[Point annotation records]
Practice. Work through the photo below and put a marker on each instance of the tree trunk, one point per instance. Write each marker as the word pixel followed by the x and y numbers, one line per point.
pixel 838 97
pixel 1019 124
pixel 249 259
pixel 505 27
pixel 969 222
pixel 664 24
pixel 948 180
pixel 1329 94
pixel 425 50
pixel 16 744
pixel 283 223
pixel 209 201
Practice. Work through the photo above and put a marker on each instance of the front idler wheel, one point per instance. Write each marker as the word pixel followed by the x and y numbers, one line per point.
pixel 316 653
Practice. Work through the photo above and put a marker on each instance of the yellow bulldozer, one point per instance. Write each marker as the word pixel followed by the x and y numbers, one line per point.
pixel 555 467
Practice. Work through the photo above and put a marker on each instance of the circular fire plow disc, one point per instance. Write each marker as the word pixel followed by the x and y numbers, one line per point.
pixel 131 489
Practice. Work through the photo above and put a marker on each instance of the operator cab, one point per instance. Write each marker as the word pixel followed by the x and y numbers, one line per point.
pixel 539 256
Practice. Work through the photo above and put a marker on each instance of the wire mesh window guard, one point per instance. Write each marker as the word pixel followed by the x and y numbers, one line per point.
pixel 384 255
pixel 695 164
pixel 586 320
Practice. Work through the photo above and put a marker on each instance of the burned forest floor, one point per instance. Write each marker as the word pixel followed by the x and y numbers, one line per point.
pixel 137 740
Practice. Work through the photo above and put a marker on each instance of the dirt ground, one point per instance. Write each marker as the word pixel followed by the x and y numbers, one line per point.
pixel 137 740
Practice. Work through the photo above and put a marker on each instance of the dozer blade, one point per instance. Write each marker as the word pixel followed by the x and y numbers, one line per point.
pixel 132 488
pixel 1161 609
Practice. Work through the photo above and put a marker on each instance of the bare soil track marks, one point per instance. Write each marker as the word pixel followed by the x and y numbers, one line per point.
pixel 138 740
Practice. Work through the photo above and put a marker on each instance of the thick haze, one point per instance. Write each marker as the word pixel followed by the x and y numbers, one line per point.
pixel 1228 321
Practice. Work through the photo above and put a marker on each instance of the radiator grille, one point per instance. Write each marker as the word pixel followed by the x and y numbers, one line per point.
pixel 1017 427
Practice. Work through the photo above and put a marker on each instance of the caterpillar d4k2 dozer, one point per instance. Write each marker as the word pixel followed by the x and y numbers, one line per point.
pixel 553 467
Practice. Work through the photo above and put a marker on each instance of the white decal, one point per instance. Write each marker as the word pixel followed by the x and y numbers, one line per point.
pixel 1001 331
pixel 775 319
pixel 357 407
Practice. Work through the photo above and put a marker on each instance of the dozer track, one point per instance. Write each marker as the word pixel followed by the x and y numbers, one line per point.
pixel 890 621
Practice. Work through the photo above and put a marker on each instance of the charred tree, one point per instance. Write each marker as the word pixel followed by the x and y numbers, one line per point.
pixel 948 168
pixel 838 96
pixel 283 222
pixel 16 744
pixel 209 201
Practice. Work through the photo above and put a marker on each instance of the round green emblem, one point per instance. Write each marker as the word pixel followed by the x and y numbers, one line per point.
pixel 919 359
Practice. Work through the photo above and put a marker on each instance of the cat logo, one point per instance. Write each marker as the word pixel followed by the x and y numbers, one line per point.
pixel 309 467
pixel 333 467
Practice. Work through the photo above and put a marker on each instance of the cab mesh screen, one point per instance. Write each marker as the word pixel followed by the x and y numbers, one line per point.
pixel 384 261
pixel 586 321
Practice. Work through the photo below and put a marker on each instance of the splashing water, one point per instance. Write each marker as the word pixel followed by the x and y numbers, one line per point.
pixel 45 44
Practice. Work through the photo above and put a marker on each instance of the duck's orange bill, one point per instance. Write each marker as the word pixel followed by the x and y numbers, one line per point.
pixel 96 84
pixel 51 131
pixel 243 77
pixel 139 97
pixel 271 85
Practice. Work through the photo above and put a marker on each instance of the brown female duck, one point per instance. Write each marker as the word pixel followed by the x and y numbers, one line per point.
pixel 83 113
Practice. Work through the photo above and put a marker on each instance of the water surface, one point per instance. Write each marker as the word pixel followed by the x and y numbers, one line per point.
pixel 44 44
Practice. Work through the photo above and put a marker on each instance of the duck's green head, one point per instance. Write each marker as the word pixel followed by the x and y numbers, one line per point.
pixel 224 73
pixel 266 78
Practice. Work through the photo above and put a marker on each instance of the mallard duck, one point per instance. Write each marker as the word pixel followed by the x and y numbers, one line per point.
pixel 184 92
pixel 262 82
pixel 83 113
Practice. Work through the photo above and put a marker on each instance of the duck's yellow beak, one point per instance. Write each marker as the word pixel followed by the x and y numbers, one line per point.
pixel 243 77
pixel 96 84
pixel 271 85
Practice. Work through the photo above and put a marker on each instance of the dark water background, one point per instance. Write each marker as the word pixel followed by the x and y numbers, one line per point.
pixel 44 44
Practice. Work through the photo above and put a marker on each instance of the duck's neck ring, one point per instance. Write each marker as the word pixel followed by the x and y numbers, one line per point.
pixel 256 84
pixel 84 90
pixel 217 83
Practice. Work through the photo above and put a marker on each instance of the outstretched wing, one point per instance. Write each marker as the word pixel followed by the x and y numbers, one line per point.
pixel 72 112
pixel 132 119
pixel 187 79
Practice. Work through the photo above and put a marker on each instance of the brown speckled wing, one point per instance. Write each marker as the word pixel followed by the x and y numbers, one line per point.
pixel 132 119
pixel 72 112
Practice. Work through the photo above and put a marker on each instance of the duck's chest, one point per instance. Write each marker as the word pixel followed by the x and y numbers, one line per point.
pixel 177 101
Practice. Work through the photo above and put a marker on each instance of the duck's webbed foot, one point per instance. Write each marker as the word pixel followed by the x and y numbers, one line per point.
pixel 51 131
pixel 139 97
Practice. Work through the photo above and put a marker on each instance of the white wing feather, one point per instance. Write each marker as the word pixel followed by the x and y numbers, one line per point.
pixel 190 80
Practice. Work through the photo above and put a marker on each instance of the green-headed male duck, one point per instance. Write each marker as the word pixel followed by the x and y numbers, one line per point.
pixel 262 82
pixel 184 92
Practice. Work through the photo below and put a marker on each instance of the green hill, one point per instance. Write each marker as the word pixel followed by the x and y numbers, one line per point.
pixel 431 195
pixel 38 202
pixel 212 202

THE PROBLEM: Copy out every line of the records above without changing anything.

SOLUTION:
Practice. Work through the photo below and put a marker on each instance of the tree trunk, one point per instance. Write each marker as the word pixel followed by the x and y numbers, one line per point.
pixel 838 97
pixel 1019 124
pixel 249 259
pixel 505 27
pixel 969 222
pixel 664 24
pixel 948 180
pixel 1329 94
pixel 425 50
pixel 16 744
pixel 283 223
pixel 209 201
Practice. Work through the photo above and put a marker on each instance of the front idler wheel, one point per instance. Write each marker as the word pixel followed by the x and y numbers, one line per point.
pixel 316 653
Practice. Work through the photo above and put a marker on each instance of the yellow bulldozer, one point per instance. Write each marker as the word pixel followed by the x and y numbers, one line per point.
pixel 555 467
Practice. Work through the photo above and put a marker on each instance of the circular fire plow disc, one point per instance. Write each marker as the word pixel followed by the x and y numbers, one line per point.
pixel 131 489
Practice. Work through the photo above and put a marker on each instance of the operator cab, one point per instance. Write each marker as the word pixel followed by the x and y numbers, one line per point.
pixel 539 256
Practice. Work through the photo above and put a marker on each instance of the wire mesh window guard, one point per instance. Write each marker as the word pixel followed by the x and y numbers, one line per point.
pixel 384 255
pixel 695 164
pixel 586 320
Practice. Work through the photo above and put a marker on each instance of the burned forest floor, one point per instance. Write each marker as the word pixel followed by the x and y numbers, one line per point.
pixel 137 740
Practice. Work through the photo above and put a marker on each instance of the dirt ground, one point per instance. Write each marker as the word pixel followed by the x and y numbers, one line per point.
pixel 137 740
Practice. Work through the photo above and put a marker on each instance of the dozer blade, one point per instance. Write each marker as the word pixel followed by the x and y numbers, one line per point.
pixel 132 488
pixel 1161 609
Practice. Work through the photo above and put a marker on each instance of the bare soil track marks, one point per instance. Write each marker as the word pixel followed by the x and y numbers, one line per point.
pixel 138 740
Practice. Work through the photo above and put a marker on each instance of the thick haze, one point per instance. Write each marker as the word pixel followed by the x and y numbers, one line per point.
pixel 1228 321
Practice. Work through the photo above and put a marker on each instance of the radiator grille, one point per instance. Write each marker as the word pixel followed by the x and y numbers, one line per point.
pixel 1017 427
Practice. Work through the photo above and put a marker on each instance of the caterpillar d4k2 dozer, one point per instance. Write each marker as the word pixel followed by the x and y numbers, one line per point.
pixel 553 467
Practice. Work through the photo above and put a marker on each instance of the white decal, one point per instance. Write each marker as the word pixel followed by the x and y numbers, one line per point.
pixel 1001 331
pixel 775 319
pixel 357 407
Practice. Work through the photo above and put a marker on each instance of the dozer track, one point per instance. Write each marker as the word pixel followed by the x and y numbers, one line per point.
pixel 890 621
Practice. Work through the photo above and put a marker on each instance of the charred tree, one point per instance. Write each marker as the word pixel followed by the x and y numbers, one line per point.
pixel 948 168
pixel 838 96
pixel 283 222
pixel 16 744
pixel 209 201
Practice. Work through the photo above and put a marker on each instance of the round green emblem, one point per instance. Write each marker as the word pixel followed by the x and y numbers, one line per point.
pixel 919 359
Practice. Work through the photo above and put a marker on each instance of the cat logo, one point per instance. Write each marker as the word pixel followed by the x and y numbers, one line per point.
pixel 309 467
pixel 333 467
Practice. Work through the photo above and put a marker on each instance of the cab mesh screen, one point per instance. Write each marker as the word pixel followed by the x and y numbers, one line per point.
pixel 384 261
pixel 586 321
Practice. Work through the photo below and put a marker on each instance of the splashing water, one point per instance. Write each marker as the word pixel followed by the x and y numbers, one line per point.
pixel 45 44
Practice. Work through the photo above and put a marker on each instance of the duck's orange bill, one point per instance. Write each marker as the word pixel followed by the x and y numbers, one line per point.
pixel 96 84
pixel 51 131
pixel 243 77
pixel 139 97
pixel 271 85
Practice. Work through the photo above and put a marker on each instance of the brown female duck, one point per instance. Write each marker as the word pixel followed by the x and y numbers, one line per point.
pixel 83 113
Practice. Work through the photo above and put a marker on each instance of the water surface, one point per instance. Write each marker as the word pixel followed by the x and y numbers, one line per point.
pixel 44 44
Practice. Work through the photo above and put a marker on each instance of the duck's green head, one point per instance. Write each marker as the word pixel followed by the x and y numbers, one line per point.
pixel 224 73
pixel 266 78
Practice. Work through the photo above and put a marker on each instance of the mallard duck, one point per instance. Write each marker as the word pixel followed by the x and y numbers, one line per point.
pixel 184 92
pixel 262 82
pixel 83 113
Practice. Work through the photo above and put a marker on each instance of the duck's yellow beak, one point per instance. Write each marker as the word pixel followed by the x and y numbers, one line per point.
pixel 243 77
pixel 96 84
pixel 271 85
Practice. Work through the photo above and put a marker on each instance of the dark water background, one point per instance. Write each marker as the word pixel followed by the x and y numbers, one line per point.
pixel 44 44
Practice. Work through the photo above and put a marker on each instance of the duck's neck ring, one point per instance. Write each marker as the word pixel followed by the x and y numbers, one line per point.
pixel 256 84
pixel 84 90
pixel 217 83
Practice. Work through the photo above and put a marker on each instance of the outstretched wing, one point per instance. Write each marker as the word pixel followed by the x and y numbers, one line per point.
pixel 72 112
pixel 132 119
pixel 187 79
Practice. Work through the photo above and put a marker on each instance of the brown speckled wing, one point per instance. Write each marker as the word pixel followed by the x and y numbers, one line per point.
pixel 132 119
pixel 72 112
Practice. Work through the photo above and put a marker on each instance of the duck's chest, one point per instance. Write each marker as the word pixel followed by the x and y numbers, one line per point.
pixel 177 101
Practice. Work through the photo above and put a marker on each instance of the duck's webbed foot, one point per instance. Write each marker as the word pixel followed by the x and y numbers, one line per point.
pixel 51 131
pixel 139 97
Practice. Work through the photo above and put a marker on each instance of the white wing feather, one point per instance. Write each marker as the word pixel followed by the x and y numbers, one line per point.
pixel 190 80
Practice. Work through the photo above and put a marker on each instance of the green-headed male duck, one point per instance. Write each marker as the word pixel followed by the x and y numbers, one line per point.
pixel 262 82
pixel 184 92
Practice. Work through the photo below and put a marker on each instance of the green hill, one point per instance. Write each marker as the word pixel followed by the x and y numbers, one line per point.
pixel 431 195
pixel 38 202
pixel 212 202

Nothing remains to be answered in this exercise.